WHAT TO WORK ON
Without the pictures, print the lines running from the beginning of the material to the line containing "Quality assurance step: we expect the twig", both ends included.

RECORDS TO USE
=== Begin Enclosure ===

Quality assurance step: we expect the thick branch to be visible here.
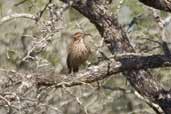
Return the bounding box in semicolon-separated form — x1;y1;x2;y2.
139;0;171;12
37;54;171;87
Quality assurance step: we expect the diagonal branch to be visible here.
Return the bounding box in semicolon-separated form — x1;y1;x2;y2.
139;0;171;12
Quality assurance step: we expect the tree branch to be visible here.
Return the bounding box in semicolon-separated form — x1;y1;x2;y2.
37;54;171;87
0;13;36;26
139;0;171;12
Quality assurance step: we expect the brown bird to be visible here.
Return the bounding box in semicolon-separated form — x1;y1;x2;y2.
67;32;91;73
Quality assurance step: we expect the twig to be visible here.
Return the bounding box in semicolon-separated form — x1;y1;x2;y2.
36;0;53;22
0;95;12;114
134;91;164;114
0;13;36;26
102;85;132;93
151;8;171;56
14;0;29;7
62;85;88;114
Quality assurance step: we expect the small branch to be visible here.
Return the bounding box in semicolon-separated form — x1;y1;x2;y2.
14;0;29;7
36;0;53;22
134;91;164;114
0;13;36;26
151;8;171;56
0;95;12;114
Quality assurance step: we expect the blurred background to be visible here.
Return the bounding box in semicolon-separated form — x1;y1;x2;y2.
0;0;171;114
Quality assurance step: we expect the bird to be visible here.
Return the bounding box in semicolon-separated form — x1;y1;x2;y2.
67;32;91;73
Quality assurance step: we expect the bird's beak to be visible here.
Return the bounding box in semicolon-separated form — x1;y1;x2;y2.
84;33;92;37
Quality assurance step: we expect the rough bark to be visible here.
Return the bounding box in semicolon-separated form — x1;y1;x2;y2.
37;54;171;88
139;0;171;12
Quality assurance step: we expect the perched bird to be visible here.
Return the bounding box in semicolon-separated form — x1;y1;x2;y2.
67;32;91;73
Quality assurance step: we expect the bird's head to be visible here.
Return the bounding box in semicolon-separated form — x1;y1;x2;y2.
72;32;91;41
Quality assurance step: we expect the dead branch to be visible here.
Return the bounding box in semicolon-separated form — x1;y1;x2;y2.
0;13;36;26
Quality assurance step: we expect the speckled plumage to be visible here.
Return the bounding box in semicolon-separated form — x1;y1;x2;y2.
67;32;90;73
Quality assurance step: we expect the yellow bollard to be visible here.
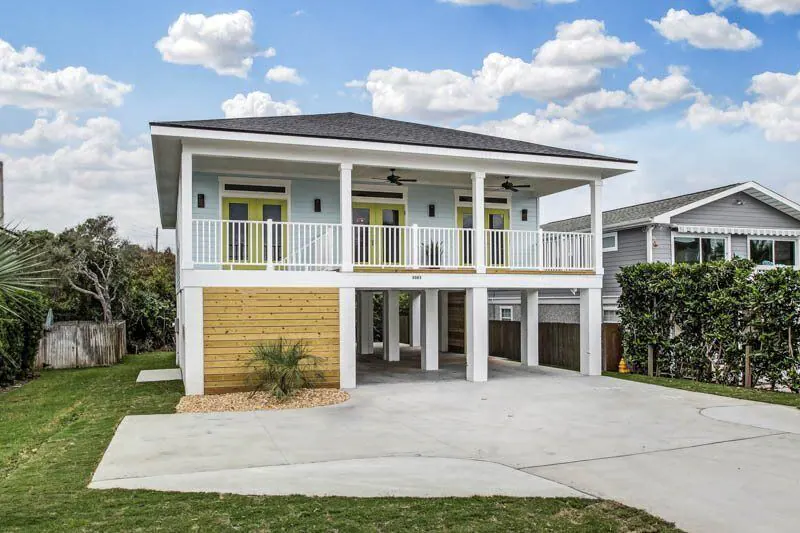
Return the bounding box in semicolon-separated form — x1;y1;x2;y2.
618;357;630;374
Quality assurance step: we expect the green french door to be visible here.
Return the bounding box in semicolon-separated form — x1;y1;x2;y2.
457;207;509;266
222;197;287;268
352;203;405;265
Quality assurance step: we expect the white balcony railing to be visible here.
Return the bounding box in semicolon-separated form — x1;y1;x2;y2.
191;219;595;272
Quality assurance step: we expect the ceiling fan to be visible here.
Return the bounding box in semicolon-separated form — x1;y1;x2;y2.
489;177;531;193
372;169;417;186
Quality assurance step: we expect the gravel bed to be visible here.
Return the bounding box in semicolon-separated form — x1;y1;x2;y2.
176;388;350;413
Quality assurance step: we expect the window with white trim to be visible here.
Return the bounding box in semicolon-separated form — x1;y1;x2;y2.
673;235;727;264
602;232;618;252
749;238;796;267
499;306;513;321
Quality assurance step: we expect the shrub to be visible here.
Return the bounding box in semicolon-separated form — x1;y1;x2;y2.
249;339;322;399
0;292;48;386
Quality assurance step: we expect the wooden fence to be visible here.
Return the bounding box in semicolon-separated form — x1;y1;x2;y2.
539;323;581;371
489;321;521;361
35;321;127;369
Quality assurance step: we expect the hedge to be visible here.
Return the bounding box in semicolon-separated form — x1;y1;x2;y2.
617;259;800;392
0;293;48;387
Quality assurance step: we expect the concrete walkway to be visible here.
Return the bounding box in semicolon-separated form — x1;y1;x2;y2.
93;357;800;533
136;368;182;383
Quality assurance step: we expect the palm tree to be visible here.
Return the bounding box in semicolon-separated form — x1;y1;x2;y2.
0;229;50;314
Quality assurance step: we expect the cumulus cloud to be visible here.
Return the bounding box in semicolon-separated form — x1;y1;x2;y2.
155;10;272;77
685;70;800;142
711;0;800;15
439;0;577;7
647;9;762;50
460;113;596;149
221;91;301;118
356;19;640;120
1;115;159;244
265;65;305;84
0;38;132;111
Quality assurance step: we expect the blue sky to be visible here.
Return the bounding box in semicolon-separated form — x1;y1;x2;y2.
1;0;798;245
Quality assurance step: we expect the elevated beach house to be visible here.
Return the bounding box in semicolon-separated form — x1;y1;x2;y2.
150;113;637;394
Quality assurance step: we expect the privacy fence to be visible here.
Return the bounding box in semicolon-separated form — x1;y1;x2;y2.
617;259;800;392
36;321;127;369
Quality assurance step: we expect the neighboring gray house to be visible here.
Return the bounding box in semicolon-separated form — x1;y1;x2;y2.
489;181;800;323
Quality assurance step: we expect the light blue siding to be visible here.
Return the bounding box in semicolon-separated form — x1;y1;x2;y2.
290;179;340;224
511;195;539;231
407;186;456;227
193;173;220;221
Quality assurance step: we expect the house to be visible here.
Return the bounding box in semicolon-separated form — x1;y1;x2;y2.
489;181;800;329
149;112;637;395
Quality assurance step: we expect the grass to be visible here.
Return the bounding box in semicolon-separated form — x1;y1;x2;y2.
606;372;800;409
0;353;682;533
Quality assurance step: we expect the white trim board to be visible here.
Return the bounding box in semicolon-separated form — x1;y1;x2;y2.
676;225;800;237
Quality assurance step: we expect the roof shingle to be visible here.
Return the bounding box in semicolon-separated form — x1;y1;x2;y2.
150;112;636;164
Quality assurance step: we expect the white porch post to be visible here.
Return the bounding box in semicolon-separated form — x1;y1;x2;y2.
466;287;488;382
182;287;204;395
438;291;449;351
340;288;357;388
411;292;422;348
579;288;603;376
180;149;193;270
386;290;401;362
590;179;604;275
340;163;354;272
421;289;439;371
358;291;374;355
472;172;486;274
520;289;539;367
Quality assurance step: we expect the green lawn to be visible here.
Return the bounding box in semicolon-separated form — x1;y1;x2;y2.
0;353;681;532
606;372;800;409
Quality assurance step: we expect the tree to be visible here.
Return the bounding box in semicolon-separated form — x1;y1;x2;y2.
55;216;127;323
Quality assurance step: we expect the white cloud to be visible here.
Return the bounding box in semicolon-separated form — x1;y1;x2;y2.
292;9;307;16
265;65;305;85
685;70;800;142
647;9;762;50
711;0;800;15
0;112;120;148
357;19;640;120
2;116;160;245
0;38;132;111
221;91;301;118
155;10;271;77
460;113;597;149
540;66;697;118
439;0;577;7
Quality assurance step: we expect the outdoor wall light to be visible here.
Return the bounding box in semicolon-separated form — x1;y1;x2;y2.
197;193;205;208
428;204;436;217
314;198;322;212
521;208;528;222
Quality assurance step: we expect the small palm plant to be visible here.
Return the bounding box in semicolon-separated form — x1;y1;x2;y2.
0;230;50;314
249;338;322;399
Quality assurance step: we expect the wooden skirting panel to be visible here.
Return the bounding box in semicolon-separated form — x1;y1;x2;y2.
203;287;340;394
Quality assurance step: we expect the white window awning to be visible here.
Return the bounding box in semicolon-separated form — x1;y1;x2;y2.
676;225;800;237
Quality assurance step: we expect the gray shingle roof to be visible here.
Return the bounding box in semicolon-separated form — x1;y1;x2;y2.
150;112;636;164
541;183;742;232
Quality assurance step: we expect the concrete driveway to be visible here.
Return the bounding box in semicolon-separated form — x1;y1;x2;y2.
92;358;800;533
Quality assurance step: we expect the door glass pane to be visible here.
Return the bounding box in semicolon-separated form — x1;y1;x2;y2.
263;204;282;261
382;209;400;263
489;214;504;230
702;238;726;262
674;237;701;264
352;208;370;263
382;209;399;226
462;213;473;264
775;241;795;266
228;203;248;261
750;239;773;265
488;214;505;265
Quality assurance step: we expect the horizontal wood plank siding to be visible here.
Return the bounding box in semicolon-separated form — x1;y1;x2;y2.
673;192;800;228
203;287;340;394
603;227;647;296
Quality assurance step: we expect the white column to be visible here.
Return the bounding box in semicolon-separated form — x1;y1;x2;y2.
590;179;604;275
472;172;486;274
580;288;603;376
180;149;193;270
466;287;488;382
386;290;401;362
438;291;449;351
339;288;357;388
411;292;422;348
340;163;354;272
521;289;539;367
421;289;439;371
182;287;204;395
358;291;374;355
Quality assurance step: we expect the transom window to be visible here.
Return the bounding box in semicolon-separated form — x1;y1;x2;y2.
674;235;727;264
602;232;618;252
749;239;797;267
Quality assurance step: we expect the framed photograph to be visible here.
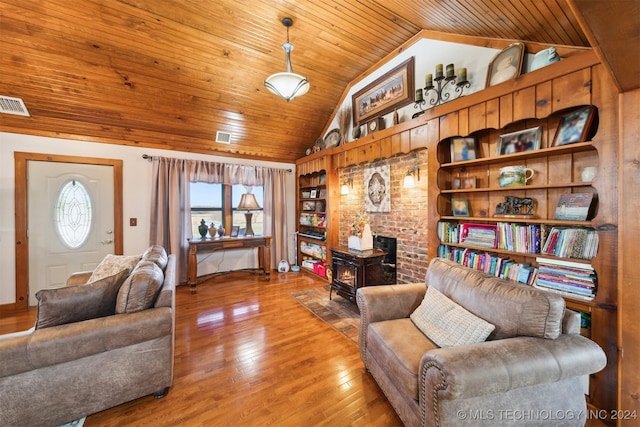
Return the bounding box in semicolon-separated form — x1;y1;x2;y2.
497;126;542;155
302;201;316;211
309;189;317;198
450;137;477;162
230;226;240;237
552;106;596;146
462;176;477;189
486;42;525;88
452;177;462;190
352;57;415;126
452;198;470;217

=== End Enclosure ===

REPLY TO THE EXERCISE
Quality assurance step: we expect the thick branch to be visible here.
Return the bounding box in semicolon-separated form — x1;y1;x2;y2.
139;0;171;12
37;54;171;87
Quality assurance step: we expect the diagonal branch to be visible here.
Return the bounding box in semicolon-separated form — x1;y1;x2;y2.
139;0;171;12
Quality assurance step: we expect the tree branch to be visible here.
Return the bounding box in semicolon-separated form — x1;y1;x2;y2.
37;54;171;87
0;13;36;26
139;0;171;12
Quality assurance step: we expect the brown bird to be visible here.
Return the bounding box in semicolon-separated form — x1;y1;x2;y2.
67;32;91;73
Quality assurance step: we expect the twig to be visible here.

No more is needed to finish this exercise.